**To be done**
Exactly the lines from the one containing "Objective — locate the eyeglasses" through the final line of the listing are to be retyped, and nothing more.

(Labeled-object pointing entries)
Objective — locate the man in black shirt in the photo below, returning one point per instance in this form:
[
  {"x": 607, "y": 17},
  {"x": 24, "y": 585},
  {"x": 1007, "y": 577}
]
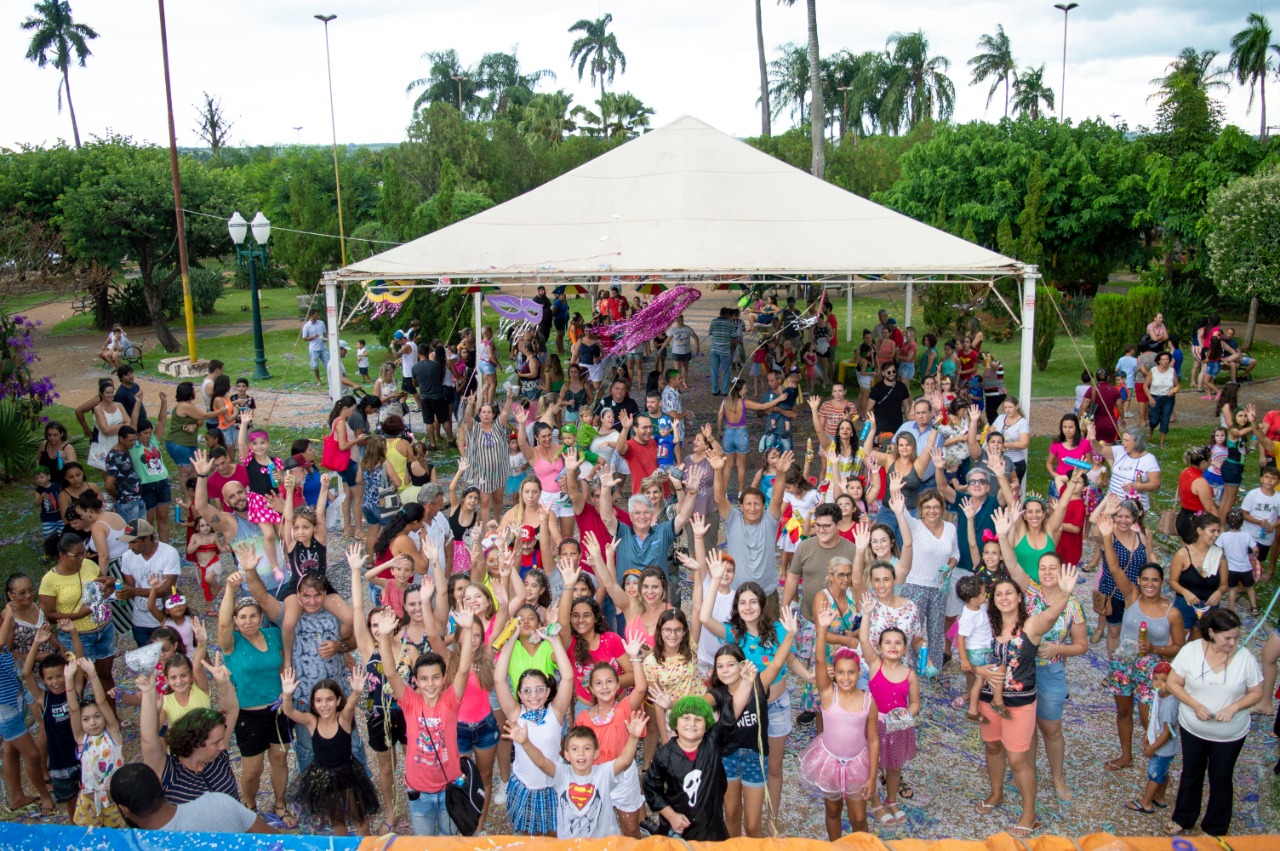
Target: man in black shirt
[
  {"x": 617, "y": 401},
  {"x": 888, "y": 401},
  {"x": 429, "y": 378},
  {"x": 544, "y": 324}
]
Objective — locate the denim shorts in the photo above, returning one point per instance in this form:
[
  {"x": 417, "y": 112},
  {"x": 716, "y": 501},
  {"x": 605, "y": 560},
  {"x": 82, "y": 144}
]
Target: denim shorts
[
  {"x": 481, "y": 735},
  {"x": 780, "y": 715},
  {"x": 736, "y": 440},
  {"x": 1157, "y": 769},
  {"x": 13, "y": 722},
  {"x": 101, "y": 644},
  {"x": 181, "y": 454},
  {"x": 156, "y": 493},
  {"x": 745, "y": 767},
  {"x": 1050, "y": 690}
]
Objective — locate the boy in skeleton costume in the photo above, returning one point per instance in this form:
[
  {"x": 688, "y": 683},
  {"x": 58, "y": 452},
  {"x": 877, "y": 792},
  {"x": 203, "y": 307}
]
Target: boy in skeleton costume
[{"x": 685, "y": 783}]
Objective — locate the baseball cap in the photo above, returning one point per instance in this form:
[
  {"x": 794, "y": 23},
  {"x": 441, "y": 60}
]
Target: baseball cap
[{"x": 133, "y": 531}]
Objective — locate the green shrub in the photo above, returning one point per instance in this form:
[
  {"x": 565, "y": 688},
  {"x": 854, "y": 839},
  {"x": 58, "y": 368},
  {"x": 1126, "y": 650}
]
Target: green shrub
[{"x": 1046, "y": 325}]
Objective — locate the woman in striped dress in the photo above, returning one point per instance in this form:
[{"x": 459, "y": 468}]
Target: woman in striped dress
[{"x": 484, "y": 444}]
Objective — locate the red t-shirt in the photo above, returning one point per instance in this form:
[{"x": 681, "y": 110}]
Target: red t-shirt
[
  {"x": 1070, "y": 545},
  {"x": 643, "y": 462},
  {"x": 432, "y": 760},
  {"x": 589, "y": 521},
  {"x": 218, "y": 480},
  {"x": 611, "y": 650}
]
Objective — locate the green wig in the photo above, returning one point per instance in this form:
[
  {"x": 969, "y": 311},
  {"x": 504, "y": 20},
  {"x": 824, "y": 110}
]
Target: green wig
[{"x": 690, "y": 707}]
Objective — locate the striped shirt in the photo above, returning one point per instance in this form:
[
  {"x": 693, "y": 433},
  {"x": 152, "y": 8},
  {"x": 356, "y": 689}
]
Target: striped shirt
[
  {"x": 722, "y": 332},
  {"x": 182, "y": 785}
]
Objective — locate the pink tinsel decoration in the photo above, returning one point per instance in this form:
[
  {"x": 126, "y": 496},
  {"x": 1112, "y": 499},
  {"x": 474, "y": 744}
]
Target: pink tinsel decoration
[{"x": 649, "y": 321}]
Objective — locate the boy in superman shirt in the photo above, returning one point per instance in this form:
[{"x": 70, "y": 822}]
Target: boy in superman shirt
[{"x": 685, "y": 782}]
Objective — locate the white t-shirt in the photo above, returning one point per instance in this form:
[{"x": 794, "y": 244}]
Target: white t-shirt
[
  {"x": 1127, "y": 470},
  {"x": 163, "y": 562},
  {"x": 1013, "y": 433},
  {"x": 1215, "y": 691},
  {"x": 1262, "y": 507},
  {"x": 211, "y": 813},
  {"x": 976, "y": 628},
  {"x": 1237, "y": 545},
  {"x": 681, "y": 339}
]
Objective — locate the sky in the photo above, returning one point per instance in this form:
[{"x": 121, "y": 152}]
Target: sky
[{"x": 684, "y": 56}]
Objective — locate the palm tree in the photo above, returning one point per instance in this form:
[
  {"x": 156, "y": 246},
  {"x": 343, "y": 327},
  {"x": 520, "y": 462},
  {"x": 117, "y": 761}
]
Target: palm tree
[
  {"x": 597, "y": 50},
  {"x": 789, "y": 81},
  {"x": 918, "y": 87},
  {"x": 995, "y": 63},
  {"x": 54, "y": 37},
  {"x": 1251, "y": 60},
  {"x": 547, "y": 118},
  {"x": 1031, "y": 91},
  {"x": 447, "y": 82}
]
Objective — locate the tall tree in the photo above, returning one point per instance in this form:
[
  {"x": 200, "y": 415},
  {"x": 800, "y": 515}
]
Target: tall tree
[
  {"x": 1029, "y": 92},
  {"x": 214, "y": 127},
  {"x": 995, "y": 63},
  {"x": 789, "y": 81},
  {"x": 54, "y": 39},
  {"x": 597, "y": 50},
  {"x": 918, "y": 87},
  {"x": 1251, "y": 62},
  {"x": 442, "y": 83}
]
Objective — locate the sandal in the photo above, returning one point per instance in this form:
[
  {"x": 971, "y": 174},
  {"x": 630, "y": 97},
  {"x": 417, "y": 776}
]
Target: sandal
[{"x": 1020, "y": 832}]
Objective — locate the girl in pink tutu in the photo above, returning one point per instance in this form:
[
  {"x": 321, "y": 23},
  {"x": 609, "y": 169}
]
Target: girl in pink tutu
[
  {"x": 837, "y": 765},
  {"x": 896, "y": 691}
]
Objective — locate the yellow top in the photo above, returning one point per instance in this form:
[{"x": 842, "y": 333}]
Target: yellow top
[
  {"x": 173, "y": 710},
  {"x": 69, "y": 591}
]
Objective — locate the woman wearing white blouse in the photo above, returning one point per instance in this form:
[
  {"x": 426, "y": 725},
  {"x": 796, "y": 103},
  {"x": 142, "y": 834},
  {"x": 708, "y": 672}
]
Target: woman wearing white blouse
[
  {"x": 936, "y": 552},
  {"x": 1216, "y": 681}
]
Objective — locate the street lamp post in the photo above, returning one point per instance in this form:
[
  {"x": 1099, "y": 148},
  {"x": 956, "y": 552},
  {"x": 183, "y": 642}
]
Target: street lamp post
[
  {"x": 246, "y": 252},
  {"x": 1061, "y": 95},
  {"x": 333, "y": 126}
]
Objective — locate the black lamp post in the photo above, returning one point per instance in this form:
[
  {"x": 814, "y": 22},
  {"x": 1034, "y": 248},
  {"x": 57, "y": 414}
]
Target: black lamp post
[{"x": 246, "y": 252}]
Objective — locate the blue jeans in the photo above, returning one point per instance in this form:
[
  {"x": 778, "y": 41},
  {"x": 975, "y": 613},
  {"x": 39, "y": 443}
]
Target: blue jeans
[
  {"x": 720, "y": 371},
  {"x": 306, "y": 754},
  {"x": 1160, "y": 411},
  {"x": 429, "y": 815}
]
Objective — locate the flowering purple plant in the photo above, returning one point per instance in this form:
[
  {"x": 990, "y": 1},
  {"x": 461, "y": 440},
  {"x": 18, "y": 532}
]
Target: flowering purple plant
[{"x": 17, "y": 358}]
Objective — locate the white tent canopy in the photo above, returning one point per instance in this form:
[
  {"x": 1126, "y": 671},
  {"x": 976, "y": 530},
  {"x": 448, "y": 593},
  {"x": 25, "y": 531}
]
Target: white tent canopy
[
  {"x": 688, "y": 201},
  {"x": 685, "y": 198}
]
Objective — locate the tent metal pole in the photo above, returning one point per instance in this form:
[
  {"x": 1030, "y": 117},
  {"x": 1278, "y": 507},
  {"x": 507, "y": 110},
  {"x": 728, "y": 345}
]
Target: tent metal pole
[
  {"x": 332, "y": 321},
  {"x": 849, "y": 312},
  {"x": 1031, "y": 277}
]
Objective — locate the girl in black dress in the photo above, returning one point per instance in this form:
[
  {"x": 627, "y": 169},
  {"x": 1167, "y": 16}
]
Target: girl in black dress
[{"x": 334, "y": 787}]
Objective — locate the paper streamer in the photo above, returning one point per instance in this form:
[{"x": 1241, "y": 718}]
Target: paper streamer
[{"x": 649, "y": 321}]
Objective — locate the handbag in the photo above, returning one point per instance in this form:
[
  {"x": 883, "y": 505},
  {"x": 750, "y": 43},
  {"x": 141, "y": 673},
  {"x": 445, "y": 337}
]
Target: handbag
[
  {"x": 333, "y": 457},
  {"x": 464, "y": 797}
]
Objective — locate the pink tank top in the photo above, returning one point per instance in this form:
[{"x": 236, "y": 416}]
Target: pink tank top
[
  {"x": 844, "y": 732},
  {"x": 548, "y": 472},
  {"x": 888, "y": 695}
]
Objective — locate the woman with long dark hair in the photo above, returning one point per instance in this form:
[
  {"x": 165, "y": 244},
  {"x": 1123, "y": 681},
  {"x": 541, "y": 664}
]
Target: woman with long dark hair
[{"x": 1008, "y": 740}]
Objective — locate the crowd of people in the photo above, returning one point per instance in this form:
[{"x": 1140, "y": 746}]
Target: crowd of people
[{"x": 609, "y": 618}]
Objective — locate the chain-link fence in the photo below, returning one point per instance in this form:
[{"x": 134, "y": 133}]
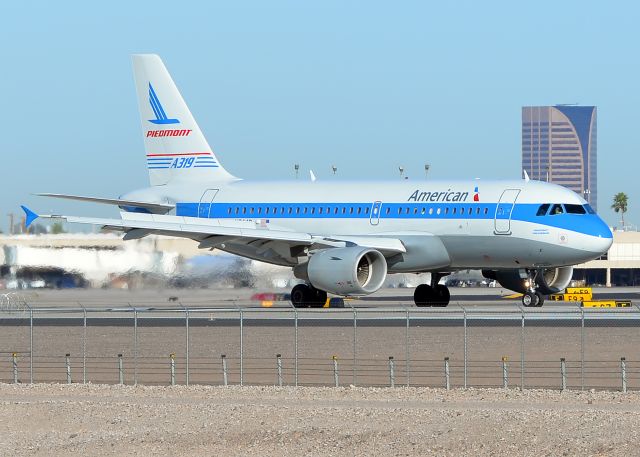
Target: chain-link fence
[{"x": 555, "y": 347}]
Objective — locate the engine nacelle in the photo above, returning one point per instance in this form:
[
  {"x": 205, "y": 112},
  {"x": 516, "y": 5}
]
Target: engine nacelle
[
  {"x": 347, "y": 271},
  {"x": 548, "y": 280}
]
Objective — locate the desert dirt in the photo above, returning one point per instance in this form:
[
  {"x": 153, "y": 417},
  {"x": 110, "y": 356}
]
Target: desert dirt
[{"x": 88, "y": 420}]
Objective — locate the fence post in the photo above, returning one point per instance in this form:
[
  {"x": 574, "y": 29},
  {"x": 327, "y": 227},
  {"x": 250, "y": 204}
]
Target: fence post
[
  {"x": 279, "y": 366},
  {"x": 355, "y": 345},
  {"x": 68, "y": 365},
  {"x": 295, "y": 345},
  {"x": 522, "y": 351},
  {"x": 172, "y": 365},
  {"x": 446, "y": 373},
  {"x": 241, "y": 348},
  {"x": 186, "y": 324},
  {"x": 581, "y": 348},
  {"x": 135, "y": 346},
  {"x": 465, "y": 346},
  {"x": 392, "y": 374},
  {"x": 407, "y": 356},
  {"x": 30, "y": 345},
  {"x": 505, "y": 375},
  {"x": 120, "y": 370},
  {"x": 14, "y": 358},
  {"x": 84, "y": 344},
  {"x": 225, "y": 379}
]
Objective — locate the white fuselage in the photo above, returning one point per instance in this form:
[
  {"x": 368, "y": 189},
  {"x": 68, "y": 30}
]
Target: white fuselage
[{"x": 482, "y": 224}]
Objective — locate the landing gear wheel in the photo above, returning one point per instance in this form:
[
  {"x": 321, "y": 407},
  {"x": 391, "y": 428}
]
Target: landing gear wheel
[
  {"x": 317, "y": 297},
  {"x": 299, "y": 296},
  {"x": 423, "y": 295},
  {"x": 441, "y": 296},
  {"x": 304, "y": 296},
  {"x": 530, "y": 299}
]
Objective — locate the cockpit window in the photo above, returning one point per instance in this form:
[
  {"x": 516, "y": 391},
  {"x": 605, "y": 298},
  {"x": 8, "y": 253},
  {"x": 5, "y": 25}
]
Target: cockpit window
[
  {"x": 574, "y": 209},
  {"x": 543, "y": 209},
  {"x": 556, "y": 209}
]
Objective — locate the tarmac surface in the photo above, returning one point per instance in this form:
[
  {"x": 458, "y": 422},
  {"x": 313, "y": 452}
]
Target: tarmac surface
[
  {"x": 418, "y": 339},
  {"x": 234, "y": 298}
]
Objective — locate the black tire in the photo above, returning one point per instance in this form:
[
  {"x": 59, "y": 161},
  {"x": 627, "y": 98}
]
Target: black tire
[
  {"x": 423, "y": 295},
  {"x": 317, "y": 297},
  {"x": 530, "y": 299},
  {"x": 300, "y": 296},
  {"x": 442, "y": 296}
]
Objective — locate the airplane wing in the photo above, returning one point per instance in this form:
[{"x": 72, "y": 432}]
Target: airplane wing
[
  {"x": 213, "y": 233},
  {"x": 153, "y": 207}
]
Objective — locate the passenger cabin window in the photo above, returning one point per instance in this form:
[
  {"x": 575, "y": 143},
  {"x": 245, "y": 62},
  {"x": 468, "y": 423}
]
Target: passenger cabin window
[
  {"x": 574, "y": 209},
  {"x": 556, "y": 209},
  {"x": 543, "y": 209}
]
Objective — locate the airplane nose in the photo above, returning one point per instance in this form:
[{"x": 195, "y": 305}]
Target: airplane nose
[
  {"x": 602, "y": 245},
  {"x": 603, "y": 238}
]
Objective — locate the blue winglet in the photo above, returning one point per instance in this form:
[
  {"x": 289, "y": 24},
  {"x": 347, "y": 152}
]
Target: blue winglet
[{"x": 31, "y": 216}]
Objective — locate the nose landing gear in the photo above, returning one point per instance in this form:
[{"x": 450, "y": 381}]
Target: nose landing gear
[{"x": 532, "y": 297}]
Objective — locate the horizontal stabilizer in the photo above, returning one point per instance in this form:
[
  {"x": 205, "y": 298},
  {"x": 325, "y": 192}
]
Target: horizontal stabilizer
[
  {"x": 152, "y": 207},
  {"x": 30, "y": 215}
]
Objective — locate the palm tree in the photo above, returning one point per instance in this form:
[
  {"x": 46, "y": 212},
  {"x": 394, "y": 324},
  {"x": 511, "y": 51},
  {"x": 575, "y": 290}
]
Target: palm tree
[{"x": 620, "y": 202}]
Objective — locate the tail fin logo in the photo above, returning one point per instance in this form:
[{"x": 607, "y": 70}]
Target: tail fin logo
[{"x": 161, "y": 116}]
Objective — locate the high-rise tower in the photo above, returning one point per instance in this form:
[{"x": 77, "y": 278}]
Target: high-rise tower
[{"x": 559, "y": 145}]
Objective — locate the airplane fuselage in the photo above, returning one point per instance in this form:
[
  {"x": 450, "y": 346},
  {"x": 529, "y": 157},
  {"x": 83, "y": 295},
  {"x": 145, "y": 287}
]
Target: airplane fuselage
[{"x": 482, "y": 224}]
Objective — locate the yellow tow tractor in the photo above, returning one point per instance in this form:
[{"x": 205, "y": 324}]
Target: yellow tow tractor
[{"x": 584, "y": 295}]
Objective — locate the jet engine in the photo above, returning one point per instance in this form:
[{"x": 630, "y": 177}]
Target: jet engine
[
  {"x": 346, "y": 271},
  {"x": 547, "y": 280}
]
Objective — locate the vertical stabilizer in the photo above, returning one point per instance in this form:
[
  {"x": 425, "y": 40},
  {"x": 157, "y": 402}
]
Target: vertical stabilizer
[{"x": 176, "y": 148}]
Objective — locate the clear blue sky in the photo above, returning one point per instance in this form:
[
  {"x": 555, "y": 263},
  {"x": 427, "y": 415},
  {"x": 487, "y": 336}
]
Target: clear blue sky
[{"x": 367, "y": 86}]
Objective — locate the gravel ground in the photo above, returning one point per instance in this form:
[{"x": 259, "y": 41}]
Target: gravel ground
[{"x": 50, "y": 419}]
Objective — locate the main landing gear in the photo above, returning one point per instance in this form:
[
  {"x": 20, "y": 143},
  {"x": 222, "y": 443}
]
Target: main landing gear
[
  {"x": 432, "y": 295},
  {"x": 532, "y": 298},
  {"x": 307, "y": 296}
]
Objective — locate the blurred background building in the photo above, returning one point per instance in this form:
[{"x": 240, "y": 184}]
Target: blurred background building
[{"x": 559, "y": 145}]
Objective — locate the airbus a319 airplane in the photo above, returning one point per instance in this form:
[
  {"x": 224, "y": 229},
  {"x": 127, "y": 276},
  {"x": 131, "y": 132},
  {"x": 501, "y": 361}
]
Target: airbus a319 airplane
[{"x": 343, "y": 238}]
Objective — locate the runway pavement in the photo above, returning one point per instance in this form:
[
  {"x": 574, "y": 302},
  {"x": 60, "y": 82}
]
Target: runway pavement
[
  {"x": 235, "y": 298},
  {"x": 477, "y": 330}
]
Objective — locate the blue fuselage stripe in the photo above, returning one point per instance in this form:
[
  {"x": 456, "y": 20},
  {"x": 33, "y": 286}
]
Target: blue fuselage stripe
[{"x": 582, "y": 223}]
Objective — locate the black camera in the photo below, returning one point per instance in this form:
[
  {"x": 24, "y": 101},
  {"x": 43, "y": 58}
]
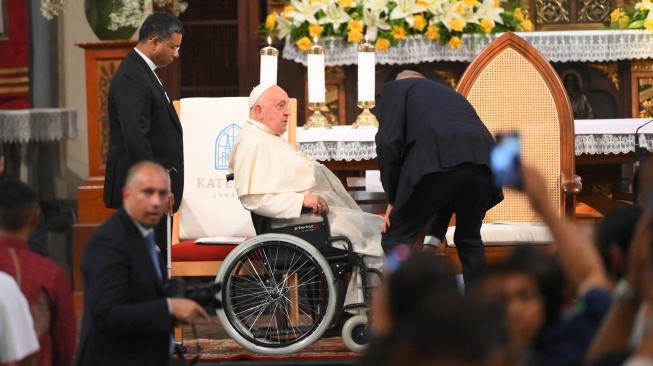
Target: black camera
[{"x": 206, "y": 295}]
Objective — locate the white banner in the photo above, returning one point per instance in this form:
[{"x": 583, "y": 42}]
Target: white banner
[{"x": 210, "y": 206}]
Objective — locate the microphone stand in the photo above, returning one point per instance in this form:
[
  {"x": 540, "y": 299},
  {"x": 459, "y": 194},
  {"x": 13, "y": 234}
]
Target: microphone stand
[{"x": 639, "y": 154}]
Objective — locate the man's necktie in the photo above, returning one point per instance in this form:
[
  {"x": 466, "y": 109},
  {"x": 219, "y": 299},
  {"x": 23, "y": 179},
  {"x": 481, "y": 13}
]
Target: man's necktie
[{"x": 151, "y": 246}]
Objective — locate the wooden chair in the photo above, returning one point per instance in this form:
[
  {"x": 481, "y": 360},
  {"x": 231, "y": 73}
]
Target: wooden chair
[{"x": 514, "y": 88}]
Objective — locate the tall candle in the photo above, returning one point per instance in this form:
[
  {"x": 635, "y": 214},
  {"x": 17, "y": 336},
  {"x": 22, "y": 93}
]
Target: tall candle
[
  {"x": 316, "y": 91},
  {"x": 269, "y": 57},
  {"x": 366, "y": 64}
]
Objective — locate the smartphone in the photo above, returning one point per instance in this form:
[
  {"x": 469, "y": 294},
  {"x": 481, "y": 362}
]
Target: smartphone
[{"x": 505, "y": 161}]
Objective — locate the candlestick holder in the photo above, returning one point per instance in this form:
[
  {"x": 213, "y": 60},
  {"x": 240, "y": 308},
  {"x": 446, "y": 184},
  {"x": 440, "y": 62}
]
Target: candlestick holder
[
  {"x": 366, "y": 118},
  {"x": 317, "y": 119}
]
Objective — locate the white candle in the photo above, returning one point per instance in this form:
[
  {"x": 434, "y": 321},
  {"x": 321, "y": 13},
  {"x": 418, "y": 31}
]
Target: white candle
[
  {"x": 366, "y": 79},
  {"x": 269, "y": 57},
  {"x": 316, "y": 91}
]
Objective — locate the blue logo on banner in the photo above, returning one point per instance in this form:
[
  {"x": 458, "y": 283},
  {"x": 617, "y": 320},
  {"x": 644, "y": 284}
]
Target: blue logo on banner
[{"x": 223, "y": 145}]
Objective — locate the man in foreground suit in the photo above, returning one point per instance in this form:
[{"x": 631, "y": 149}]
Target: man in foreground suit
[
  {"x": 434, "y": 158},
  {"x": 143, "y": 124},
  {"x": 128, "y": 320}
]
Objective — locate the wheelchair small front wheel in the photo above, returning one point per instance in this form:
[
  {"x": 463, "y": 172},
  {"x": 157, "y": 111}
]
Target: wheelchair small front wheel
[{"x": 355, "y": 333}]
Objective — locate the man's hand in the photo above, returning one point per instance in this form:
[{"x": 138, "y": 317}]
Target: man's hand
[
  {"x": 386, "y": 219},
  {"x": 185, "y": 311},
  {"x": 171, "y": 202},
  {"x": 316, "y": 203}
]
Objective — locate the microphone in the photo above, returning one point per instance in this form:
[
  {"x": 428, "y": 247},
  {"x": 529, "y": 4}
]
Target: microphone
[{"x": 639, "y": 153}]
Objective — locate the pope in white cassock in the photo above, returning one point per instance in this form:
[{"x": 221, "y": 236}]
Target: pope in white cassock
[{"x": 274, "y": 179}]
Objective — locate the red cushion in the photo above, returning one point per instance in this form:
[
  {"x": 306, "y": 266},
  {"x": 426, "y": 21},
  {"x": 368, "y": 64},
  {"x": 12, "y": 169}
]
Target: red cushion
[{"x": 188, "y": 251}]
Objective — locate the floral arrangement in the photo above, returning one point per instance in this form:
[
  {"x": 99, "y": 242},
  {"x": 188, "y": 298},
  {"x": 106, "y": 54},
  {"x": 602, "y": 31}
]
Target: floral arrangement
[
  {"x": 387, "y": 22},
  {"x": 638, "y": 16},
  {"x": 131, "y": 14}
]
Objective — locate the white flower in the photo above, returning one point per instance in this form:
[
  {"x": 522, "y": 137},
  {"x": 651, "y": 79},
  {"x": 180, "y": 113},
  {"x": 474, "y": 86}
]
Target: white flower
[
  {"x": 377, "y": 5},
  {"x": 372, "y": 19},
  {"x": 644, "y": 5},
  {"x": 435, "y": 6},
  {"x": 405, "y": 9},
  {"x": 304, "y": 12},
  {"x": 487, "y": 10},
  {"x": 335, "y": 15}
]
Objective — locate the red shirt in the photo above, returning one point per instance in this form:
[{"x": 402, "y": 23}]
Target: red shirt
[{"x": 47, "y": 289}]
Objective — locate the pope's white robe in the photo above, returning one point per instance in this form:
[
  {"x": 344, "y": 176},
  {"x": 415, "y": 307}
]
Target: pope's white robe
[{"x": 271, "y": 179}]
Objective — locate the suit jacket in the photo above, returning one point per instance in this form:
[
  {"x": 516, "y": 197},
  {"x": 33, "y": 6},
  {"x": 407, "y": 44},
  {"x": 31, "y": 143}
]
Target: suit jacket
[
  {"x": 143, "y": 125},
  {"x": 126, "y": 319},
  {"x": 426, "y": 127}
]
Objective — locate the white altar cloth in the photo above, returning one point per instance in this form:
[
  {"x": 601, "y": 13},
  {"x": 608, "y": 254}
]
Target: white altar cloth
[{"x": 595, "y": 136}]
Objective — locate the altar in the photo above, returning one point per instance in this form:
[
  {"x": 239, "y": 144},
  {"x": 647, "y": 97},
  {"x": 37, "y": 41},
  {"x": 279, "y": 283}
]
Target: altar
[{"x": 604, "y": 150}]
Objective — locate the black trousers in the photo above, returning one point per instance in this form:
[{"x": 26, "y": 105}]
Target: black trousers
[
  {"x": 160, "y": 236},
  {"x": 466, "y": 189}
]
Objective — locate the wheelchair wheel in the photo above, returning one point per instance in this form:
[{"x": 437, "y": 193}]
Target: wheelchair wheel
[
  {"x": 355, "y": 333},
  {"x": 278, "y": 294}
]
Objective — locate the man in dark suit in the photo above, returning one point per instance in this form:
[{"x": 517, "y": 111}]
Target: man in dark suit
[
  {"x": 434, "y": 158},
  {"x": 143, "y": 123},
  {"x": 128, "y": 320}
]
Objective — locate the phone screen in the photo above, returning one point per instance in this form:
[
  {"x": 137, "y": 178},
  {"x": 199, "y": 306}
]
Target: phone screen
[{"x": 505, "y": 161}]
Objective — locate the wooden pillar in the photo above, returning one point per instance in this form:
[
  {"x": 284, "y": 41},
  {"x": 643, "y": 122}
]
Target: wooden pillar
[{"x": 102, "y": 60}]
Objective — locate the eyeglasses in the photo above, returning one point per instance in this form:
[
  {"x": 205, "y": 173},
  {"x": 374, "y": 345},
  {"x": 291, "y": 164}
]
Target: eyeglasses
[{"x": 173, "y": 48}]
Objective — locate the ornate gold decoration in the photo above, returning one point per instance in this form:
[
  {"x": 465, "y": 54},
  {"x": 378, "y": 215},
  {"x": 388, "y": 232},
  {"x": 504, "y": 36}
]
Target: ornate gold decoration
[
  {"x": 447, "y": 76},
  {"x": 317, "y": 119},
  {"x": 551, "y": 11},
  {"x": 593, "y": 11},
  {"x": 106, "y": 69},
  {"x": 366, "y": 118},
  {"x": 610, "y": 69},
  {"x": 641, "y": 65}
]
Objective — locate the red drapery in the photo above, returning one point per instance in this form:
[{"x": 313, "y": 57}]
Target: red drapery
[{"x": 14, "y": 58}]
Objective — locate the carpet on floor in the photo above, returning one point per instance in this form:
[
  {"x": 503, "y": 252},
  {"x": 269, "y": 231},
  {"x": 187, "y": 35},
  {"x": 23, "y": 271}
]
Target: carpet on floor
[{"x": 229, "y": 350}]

**The output**
Objective — locate the eyeglasses in the photo above, returning one point per instance in this form:
[
  {"x": 205, "y": 173},
  {"x": 374, "y": 345},
  {"x": 291, "y": 164}
]
Target: eyeglasses
[{"x": 173, "y": 48}]
Objective — locate the ornate gold decoration in the photo above, returning one point per instance in this form:
[
  {"x": 465, "y": 54},
  {"x": 378, "y": 215},
  {"x": 388, "y": 232},
  {"x": 504, "y": 36}
]
Target: ornate gold decoration
[
  {"x": 447, "y": 76},
  {"x": 317, "y": 119},
  {"x": 551, "y": 11},
  {"x": 593, "y": 11},
  {"x": 106, "y": 69},
  {"x": 366, "y": 118},
  {"x": 610, "y": 69},
  {"x": 641, "y": 65}
]
Objective — locate the red drapery in the photo above, returning one point per instance in this form:
[{"x": 313, "y": 57}]
Target: red drapery
[{"x": 14, "y": 58}]
Objective — locate the carpet on floor in the photo above, returning one point per instance in this form:
[
  {"x": 503, "y": 252},
  {"x": 269, "y": 231},
  {"x": 187, "y": 35},
  {"x": 23, "y": 271}
]
Target: carpet on floor
[{"x": 229, "y": 350}]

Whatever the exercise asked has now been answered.